本文:

+ + + + + + +

石灰沈着性腱板炎
石灰沈着性腱板炎とは
石灰沈着性腱板炎は肩腱板内にリン酸カルシウム結晶が沈着し、急激な痛みがでるものです。痛みだけでなく可動制限も生じるもので、中高年の女性に多く見られる疾患です。
石灰沈着性腱板炎の症状
突然、肩関節に強い痛みを感じ、安静時にも強い痛みを自覚することが多いです。
そのために肩関節を動かすことができません。夜間に急に発症することが多いのも特徴で、痛みのために眠れないといった方も多いです。
石灰沈着性腱板炎の原因
現時点ではなぜ石灰が沈着するのか、原因は特定されていませんが、下記のような可能性が言及されています。
①脱水傾向
②遺伝(家族の人がなったことがある)

+ + + + + + +

表示データ:
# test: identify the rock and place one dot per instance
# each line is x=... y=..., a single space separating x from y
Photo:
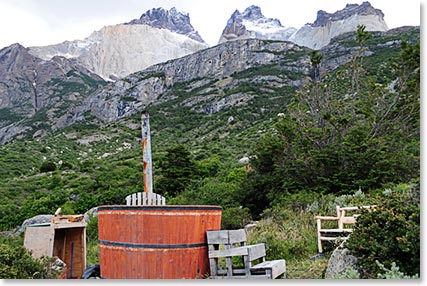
x=252 y=24
x=43 y=218
x=116 y=51
x=340 y=261
x=327 y=26
x=250 y=226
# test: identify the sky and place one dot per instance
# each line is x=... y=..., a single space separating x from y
x=45 y=22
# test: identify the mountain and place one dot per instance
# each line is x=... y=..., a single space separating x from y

+ + + + + + +

作業内容: 本文の「石灰沈着性腱板炎の症状」から「な可能性が言及されています。」までを、「肩関節」を「肩の関節」に置き換えて書き直せ。

結果:
石灰沈着性腱板炎の症状
突然、肩の関節に強い痛みを感じ、安静時にも強い痛みを自覚することが多いです。
そのために肩の関節を動かすことができません。夜間に急に発症することが多いのも特徴で、痛みのために眠れないといった方も多いです。
石灰沈着性腱板炎の原因
現時点ではなぜ石灰が沈着するのか、原因は特定されていませんが、下記のような可能性が言及されています。